━━━━━ SUPPLIED DATA

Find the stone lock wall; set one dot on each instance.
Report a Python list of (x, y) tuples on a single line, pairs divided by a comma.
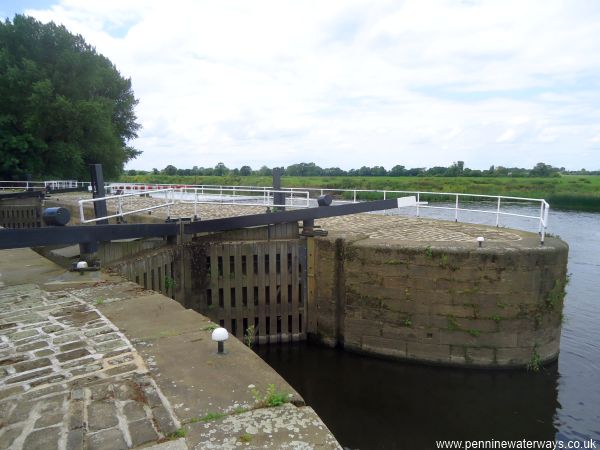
[(488, 307)]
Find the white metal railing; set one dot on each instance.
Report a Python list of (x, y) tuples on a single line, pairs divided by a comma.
[(119, 202), (295, 197), (52, 184), (458, 200)]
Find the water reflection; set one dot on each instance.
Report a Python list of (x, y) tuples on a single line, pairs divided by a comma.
[(371, 403)]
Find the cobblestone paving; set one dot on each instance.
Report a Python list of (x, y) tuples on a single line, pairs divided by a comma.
[(414, 229), (69, 379), (375, 226)]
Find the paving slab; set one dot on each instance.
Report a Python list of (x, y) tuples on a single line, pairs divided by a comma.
[(283, 427)]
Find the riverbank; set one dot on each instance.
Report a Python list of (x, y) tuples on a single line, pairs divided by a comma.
[(568, 192)]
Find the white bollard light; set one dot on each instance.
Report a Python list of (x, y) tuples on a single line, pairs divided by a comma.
[(220, 335)]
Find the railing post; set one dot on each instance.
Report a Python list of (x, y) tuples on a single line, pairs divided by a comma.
[(81, 215), (498, 214), (98, 192), (456, 209)]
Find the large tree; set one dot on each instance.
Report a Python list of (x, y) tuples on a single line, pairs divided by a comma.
[(62, 105)]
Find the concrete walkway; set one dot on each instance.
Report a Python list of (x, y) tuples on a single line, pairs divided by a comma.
[(95, 362)]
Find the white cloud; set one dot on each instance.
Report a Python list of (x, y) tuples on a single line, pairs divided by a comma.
[(417, 83)]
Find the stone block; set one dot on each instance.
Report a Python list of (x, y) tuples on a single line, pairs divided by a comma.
[(72, 346), (22, 335), (31, 346), (76, 415), (74, 354), (8, 437), (101, 415), (75, 439), (29, 376), (134, 411), (142, 432), (384, 346), (122, 369), (480, 355), (513, 356), (164, 420), (428, 352), (31, 365)]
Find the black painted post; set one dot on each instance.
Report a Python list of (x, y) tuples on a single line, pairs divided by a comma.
[(98, 192), (278, 197)]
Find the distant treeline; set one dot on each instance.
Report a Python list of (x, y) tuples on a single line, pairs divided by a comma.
[(457, 169)]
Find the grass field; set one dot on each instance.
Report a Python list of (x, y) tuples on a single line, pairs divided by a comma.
[(574, 192)]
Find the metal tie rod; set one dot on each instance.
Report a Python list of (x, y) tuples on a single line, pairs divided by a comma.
[(255, 220)]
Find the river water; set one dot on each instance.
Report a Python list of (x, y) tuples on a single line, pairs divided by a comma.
[(370, 403)]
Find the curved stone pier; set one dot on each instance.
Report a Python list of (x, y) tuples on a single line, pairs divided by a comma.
[(423, 290)]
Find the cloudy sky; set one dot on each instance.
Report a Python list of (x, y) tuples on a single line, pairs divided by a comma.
[(350, 83)]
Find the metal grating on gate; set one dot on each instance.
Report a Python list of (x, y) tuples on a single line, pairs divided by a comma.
[(255, 289)]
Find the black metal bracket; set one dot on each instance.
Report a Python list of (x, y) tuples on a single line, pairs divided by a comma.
[(89, 236), (37, 237), (255, 220)]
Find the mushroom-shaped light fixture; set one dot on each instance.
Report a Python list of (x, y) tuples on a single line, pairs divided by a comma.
[(220, 335)]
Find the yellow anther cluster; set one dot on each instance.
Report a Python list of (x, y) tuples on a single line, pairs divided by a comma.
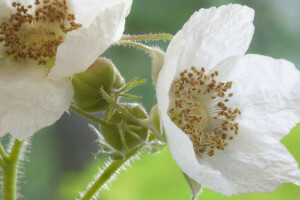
[(36, 34), (200, 110)]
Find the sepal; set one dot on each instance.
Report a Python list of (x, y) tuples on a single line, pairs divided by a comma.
[(128, 134), (102, 73), (195, 187)]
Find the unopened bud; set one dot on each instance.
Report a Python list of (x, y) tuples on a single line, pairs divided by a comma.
[(102, 73), (129, 134)]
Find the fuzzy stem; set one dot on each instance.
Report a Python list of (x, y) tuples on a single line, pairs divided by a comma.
[(135, 44), (9, 171), (159, 36), (3, 152), (91, 117), (108, 173)]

━━━━━━━━━━

AIM OF THE TASK » Output every line of the data above as a numbered list. Skip blank lines and leave out the pictures.

FULL SOLUTION »
1. Find the stone lock wall; set one dot on each instance.
2. Report a Python list of (x, y) tuples on a single line, pairs divided by a comma.
3. [(488, 307)]
4. Find the white metal railing; set one dot on each instance.
5. Report a Python list of (x, y) tuples on a single line, pairs divided by a comma.
6. [(119, 202), (295, 197), (52, 184), (458, 200)]
7. Find the water reflection; set one dot on each instance.
8. Report a Python list of (x, y) tuples on a single line, pairs divided by a comma.
9. [(371, 403)]
10. Find the cobblestone paving; set one dot on each instance.
11. Report a Python list of (x, y) tuples on a single line, pairs divided by a comma.
12. [(414, 229), (69, 379), (375, 226)]
13. Find the paving slab; set one dot on each instance.
14. Report a Python list of (x, y) tuples on a single line, pairs divided by a comma.
15. [(283, 427)]
16. Find the riverbank; set one dot on each instance.
17. Report a Python list of (x, y) tuples on a single line, pairs divided by a comma.
18. [(568, 192)]
19. Find the white bollard light; set one dot on each instance.
20. Report a Python list of (x, y) tuples on a single line, pairs divided by a comma.
21. [(220, 335)]
22. Find the railing post; set one dot on each instance.
23. Report a Python list of (x, y) tuples on a single line, pairs divided by a comma.
24. [(81, 215), (498, 214), (98, 192), (456, 209)]
25. Find the large tree; set one dot on each instance.
26. Report a Python list of (x, y) tuples on a single line, pairs divided by a comma.
27. [(62, 105)]
28. Find the concrete walkway; set one dot on each instance.
29. Report a Python list of (x, y) tuples on a single line, pairs divided by a comma.
30. [(95, 362)]
31. Find the white cloud; set one dot on each instance.
32. Report a Python list of (x, y) tuples on a single line, pairs divided by a comma.
33. [(417, 83)]
34. Find the stone block; set one dot on each instance.
35. Report a Python list of (x, y) tuples on a single line, pairs divided by a comma.
36. [(72, 346), (22, 335), (31, 346), (76, 415), (74, 354), (8, 437), (101, 415), (75, 439), (29, 376), (134, 411), (142, 432), (384, 346), (122, 369), (480, 355), (513, 356), (164, 420), (428, 352), (31, 365)]
37. Find the black painted post; set one dot on each instance.
38. Report a Python list of (x, y) tuples on a single line, pairs divided by a comma.
39. [(98, 192), (278, 197)]
40. Find the distant treeline; set one dot on each instance.
41. Report a Python list of (x, y) tuples on a single line, pairs divided by a comma.
42. [(457, 169)]
43. Find the grass field; set one dot on each instance.
44. Report a Python list of (x, y) tuples on a single line, pairs divided by a comma.
45. [(574, 192)]
46. Find the metal tie rod; set one dot on each instance.
47. Report a Python list of (x, y) tuples on a single line, pairs divided by a comma.
48. [(255, 220)]
49. Find the river water; set one dot on each instance.
50. Report a Python list of (x, y) tuples on a single line, pairs divided by a comma.
51. [(370, 403)]
52. Find the curved stone pier; set one dot on each instance.
53. Report a Python list of (x, y) tuples on a single line, pairs divided by a comma.
54. [(423, 290)]
55. Find the cloudy sky; set one dot on each instance.
56. Report a Python list of (x, y) tuples on a single line, pairs divided by a comma.
57. [(350, 83)]
58. Find the metal grating on gate; set one dot on each instance.
59. Report a Python list of (x, y) tuples on a single line, pairs divided by a comma.
60. [(255, 289)]
61. Find the black metal bracket; set one dot on each instance.
62. Report a Python list of (x, y) tuples on a single line, pairs divided by a comma.
63. [(89, 236), (37, 237), (255, 220)]
64. Find the mushroom-shaped light fixture; set one dot on each instance.
65. Report a Python list of (x, y) tuples on a single line, pairs divided by a comma.
66. [(220, 335)]
67. Find the yellow anther cluster; set one dot on each instance.
68. Report a Python list of (x, y) tuples on a single line, pairs divided by a comma.
69. [(36, 34), (200, 110)]
70. Find the sepal; set one dot on each instance.
71. Report a Python list of (x, y) tuples on a single line, pairs divided by a comma.
72. [(128, 134), (102, 73), (195, 187)]
73. Find the unopened bud; set one dot on each instance.
74. Report a Python list of (x, y) tuples on a single line, pairs divided by a comma.
75. [(102, 73), (129, 134)]
76. Find the fuzzy stem; set one dot on each instance.
77. Report a Python list of (x, y) tuples on a single line, pairs divided by a comma.
78. [(135, 44), (9, 171), (159, 36), (3, 152), (91, 117), (108, 173)]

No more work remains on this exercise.